>> Begin ITEMS

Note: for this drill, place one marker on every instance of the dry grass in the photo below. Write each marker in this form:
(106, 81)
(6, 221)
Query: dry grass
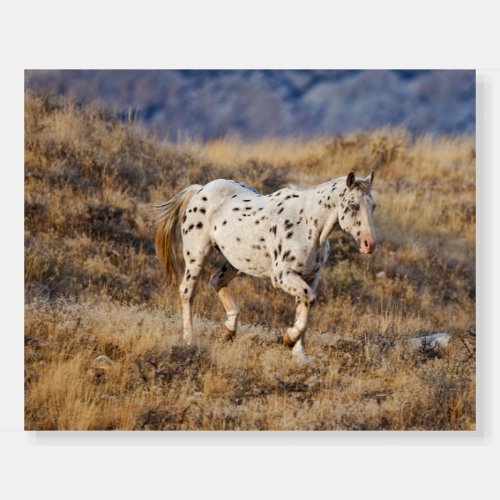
(93, 286)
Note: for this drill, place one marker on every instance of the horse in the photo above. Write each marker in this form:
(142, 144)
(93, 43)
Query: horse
(282, 236)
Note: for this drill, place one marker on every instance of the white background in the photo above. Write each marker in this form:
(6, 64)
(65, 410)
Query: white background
(260, 34)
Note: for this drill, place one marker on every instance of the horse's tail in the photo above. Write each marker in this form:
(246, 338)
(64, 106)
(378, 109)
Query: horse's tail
(168, 231)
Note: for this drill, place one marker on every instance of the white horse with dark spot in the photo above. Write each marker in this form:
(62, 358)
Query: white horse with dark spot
(282, 236)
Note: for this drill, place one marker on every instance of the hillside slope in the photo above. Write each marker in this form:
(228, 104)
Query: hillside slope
(102, 334)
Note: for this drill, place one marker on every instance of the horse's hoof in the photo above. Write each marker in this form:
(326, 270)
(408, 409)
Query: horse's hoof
(228, 334)
(287, 340)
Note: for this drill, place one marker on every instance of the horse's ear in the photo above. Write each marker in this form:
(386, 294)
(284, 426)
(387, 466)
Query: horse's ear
(351, 180)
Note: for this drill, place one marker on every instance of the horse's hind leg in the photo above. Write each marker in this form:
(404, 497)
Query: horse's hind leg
(194, 263)
(305, 294)
(219, 280)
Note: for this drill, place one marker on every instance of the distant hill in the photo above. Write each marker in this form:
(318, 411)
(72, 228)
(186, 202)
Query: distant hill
(255, 103)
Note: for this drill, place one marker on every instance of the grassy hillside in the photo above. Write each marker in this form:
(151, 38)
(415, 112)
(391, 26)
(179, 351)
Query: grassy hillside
(103, 345)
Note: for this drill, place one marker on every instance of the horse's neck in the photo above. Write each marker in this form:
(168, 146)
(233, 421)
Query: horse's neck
(324, 206)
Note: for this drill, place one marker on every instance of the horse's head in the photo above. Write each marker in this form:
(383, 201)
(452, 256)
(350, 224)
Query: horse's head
(356, 212)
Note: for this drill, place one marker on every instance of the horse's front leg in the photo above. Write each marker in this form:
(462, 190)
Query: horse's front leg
(305, 295)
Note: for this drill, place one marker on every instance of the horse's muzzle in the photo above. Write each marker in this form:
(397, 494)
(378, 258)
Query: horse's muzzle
(367, 244)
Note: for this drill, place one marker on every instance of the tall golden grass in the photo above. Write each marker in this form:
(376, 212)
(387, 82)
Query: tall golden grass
(103, 345)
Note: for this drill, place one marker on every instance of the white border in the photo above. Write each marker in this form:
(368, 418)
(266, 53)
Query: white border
(222, 34)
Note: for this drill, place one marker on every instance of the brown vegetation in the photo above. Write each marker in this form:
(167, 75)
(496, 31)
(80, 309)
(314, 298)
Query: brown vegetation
(103, 345)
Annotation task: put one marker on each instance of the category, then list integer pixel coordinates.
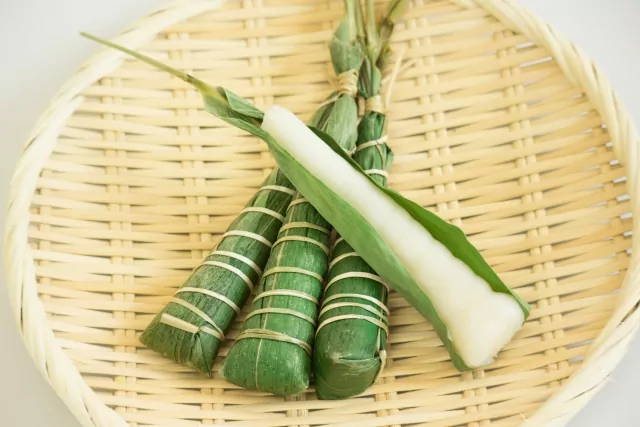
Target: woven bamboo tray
(501, 126)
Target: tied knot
(374, 104)
(348, 83)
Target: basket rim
(604, 353)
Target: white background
(39, 52)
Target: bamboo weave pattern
(127, 184)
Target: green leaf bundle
(273, 351)
(427, 260)
(350, 350)
(192, 326)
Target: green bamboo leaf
(368, 243)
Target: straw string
(302, 224)
(286, 293)
(238, 257)
(232, 269)
(265, 211)
(265, 334)
(322, 246)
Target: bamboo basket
(501, 126)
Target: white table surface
(608, 30)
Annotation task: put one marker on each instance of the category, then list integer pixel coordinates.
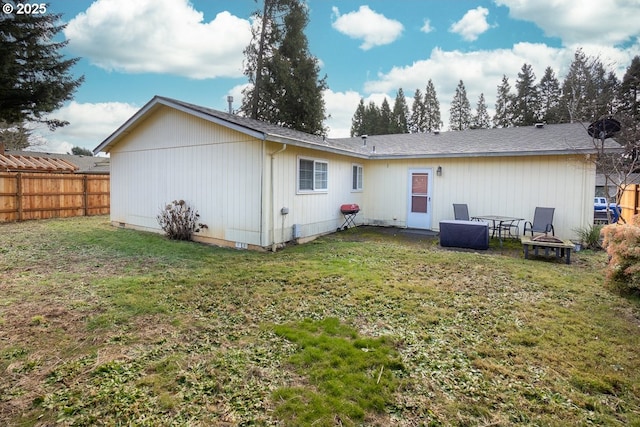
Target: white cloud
(159, 36)
(481, 72)
(427, 28)
(580, 22)
(373, 28)
(89, 124)
(472, 24)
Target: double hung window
(313, 175)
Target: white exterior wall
(509, 186)
(319, 212)
(173, 155)
(226, 176)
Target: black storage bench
(464, 234)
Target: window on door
(419, 192)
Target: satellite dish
(604, 128)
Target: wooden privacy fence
(630, 202)
(25, 196)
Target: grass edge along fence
(25, 196)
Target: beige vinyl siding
(510, 186)
(172, 155)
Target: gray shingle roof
(517, 141)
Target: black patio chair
(542, 222)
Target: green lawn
(105, 326)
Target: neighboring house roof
(14, 163)
(614, 179)
(570, 138)
(53, 162)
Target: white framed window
(356, 181)
(313, 175)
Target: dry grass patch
(101, 325)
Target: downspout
(262, 195)
(273, 202)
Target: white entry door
(419, 203)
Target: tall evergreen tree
(549, 93)
(14, 136)
(504, 105)
(400, 114)
(417, 120)
(629, 113)
(481, 119)
(357, 121)
(433, 121)
(383, 126)
(286, 89)
(460, 111)
(577, 90)
(526, 102)
(35, 78)
(371, 119)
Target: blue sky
(192, 51)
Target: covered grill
(349, 211)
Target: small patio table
(501, 223)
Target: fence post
(85, 195)
(19, 194)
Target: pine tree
(433, 120)
(460, 111)
(35, 79)
(14, 136)
(481, 119)
(286, 90)
(629, 113)
(526, 105)
(357, 122)
(371, 119)
(417, 120)
(383, 125)
(504, 105)
(400, 114)
(549, 93)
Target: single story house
(258, 185)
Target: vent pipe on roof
(230, 101)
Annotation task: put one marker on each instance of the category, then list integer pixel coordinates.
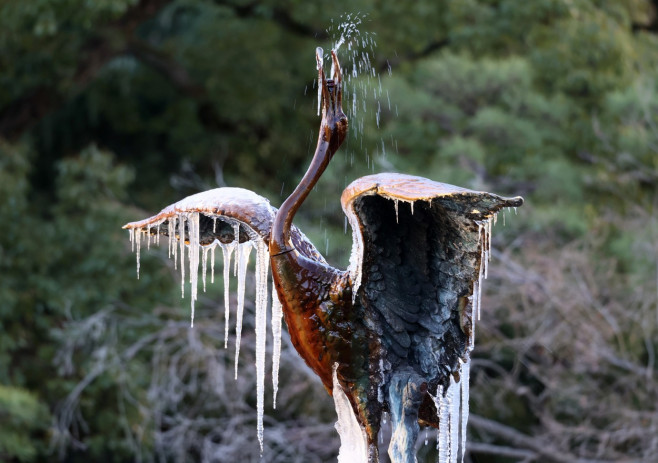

>> End ITEMS

● GOAL OF THE EXERCISE:
Copy every one of the records above word for word, leaving the pictures out of your copy.

● WORKED SOLUTION:
Note: for this drill, place one marker on every instance of the dry grass in the photo below. Write each marker in this form:
(106, 81)
(6, 221)
Query: dry grass
(93, 286)
Note: for this drill, place one marker on every instance of the horse in the photo above. Write each marker in this form:
(142, 144)
(93, 43)
Query: horse
(282, 236)
Note: for this drill, place one marker on every instance of the white background in the photo above. Write each marker in this form:
(6, 64)
(65, 410)
Query: white background
(260, 34)
Note: for this drill, place one marker on every instance of the horse's tail in the photo above. Write each marker in this form:
(246, 338)
(64, 106)
(378, 109)
Query: horse's tail
(168, 231)
Note: for this drill, place one marker on every instance of the white horse with dark spot in the photo above. Write each marker in this form:
(62, 358)
Query: white horse with dark spot
(282, 236)
Note: for this drill, place one marker on every instance of the hillside slope in the photo above. Write each marker in this form:
(228, 104)
Query: hillside slope
(102, 334)
Note: for this drill, place one marker on every instance of the horse's hoof in the photo above. Write each marker in this form:
(326, 270)
(408, 409)
Query: horse's hoof
(228, 334)
(287, 340)
Note: for this drill, place one marker on every instance of the horse's ear in the photo above. Write each marker in this form:
(386, 294)
(284, 426)
(387, 466)
Query: horse's ear
(351, 180)
Note: for this drill, place one marker on every instance of the horse's hind leg in the photo above. Write each marker in this form:
(404, 497)
Query: horse's hind leg
(194, 263)
(305, 294)
(219, 280)
Note: for this drill, place one marker on every instance of the distant hill in the photo above. Write each marker in this form:
(318, 411)
(72, 228)
(186, 202)
Query: distant hill
(255, 103)
Note: for this drill, place one marker on every instance of the grassy hillside in the photo above. Write each marker in this form:
(151, 38)
(415, 112)
(391, 26)
(179, 351)
Query: grassy hillside
(103, 345)
Note: for this drill, place one marker on every instance of the horse's neck in the photo above. Write each marker in this form:
(168, 146)
(233, 421)
Query: horse's neck
(324, 206)
Note: for this drill, place one marker on every instance of the horse's head in the photo above. Write each marker in this form:
(383, 201)
(452, 256)
(350, 224)
Query: horse's head
(356, 212)
Note: for this drill, place one marker on every instance of the horse's front leg in the photo above. Write each marker in this form:
(462, 190)
Query: horse's front leg
(305, 295)
Note: for this drill, place one marker on every instance of the horse's muzzle in the photo above. Write each marker in this form:
(397, 494)
(378, 258)
Query: horse's muzzle
(367, 244)
Note: for this drill, place one marker on every instance of the tall golden grass in the photo above. Write each marker in this form:
(376, 212)
(387, 82)
Query: tall golden grass
(103, 345)
Note: for this drill, place one marker on every instance of the white border in the photo above. Write each marker in this form:
(368, 418)
(266, 53)
Query: white border
(222, 34)
Note: for this drill, place one marker on every instance of the brown vegetation in the photo above. Write each marker in this form:
(167, 75)
(496, 31)
(80, 309)
(314, 298)
Query: brown vegetation
(103, 345)
Annotation task: put one marker on each instance of the category, then list integer pixel coordinates.
Target: woven bamboo tray
(501, 126)
Target: tied knot
(374, 104)
(348, 83)
Target: basket rim
(604, 353)
Target: white background
(39, 52)
Target: bamboo weave pattern
(127, 184)
Target: green leaf bundle
(273, 351)
(427, 260)
(350, 350)
(192, 326)
Target: green bamboo leaf
(368, 243)
Target: straw string
(302, 224)
(286, 293)
(238, 257)
(232, 269)
(265, 211)
(265, 334)
(322, 246)
Target: bamboo basket
(501, 126)
Target: white table surface
(608, 30)
Annotation task: put one marker on each instance of the category, then list integer pixel coordinates.
Target: white cloud
(159, 36)
(481, 72)
(427, 28)
(580, 22)
(373, 28)
(89, 124)
(472, 24)
Target: double hung window
(313, 175)
Target: white exterior wall
(509, 186)
(319, 212)
(173, 155)
(226, 176)
Target: black storage bench
(464, 234)
Target: window on door
(419, 192)
Target: satellite dish
(604, 128)
Target: wooden privacy fence
(630, 202)
(25, 196)
Target: grass edge along fence
(25, 196)
Target: beige vinyl siding
(510, 186)
(172, 155)
Target: gray shingle roof
(517, 141)
Target: black patio chair
(542, 222)
Target: green lawn
(105, 326)
Target: neighboring house roof
(14, 163)
(614, 179)
(570, 138)
(53, 162)
Target: white framed window
(356, 181)
(313, 175)
Target: dry grass patch
(101, 325)
Target: downspout
(262, 195)
(273, 202)
Target: white entry door
(419, 203)
Target: tall evergreen tree
(549, 93)
(14, 136)
(504, 105)
(400, 114)
(417, 120)
(629, 113)
(481, 119)
(357, 121)
(433, 121)
(383, 126)
(286, 89)
(460, 111)
(577, 90)
(526, 102)
(35, 78)
(371, 119)
Target: blue sky
(192, 51)
Target: covered grill
(349, 211)
Target: small patio table
(501, 223)
Target: fence post
(85, 195)
(19, 194)
Target: pine tree
(433, 120)
(460, 111)
(35, 79)
(14, 136)
(481, 119)
(286, 90)
(629, 113)
(526, 105)
(357, 122)
(371, 119)
(417, 120)
(383, 125)
(504, 105)
(400, 114)
(549, 93)
Target: single story house
(258, 185)
Target: vent pipe on roof
(230, 101)
Annotation task: put one marker on each instance of the category, then list integer pixel coordinates.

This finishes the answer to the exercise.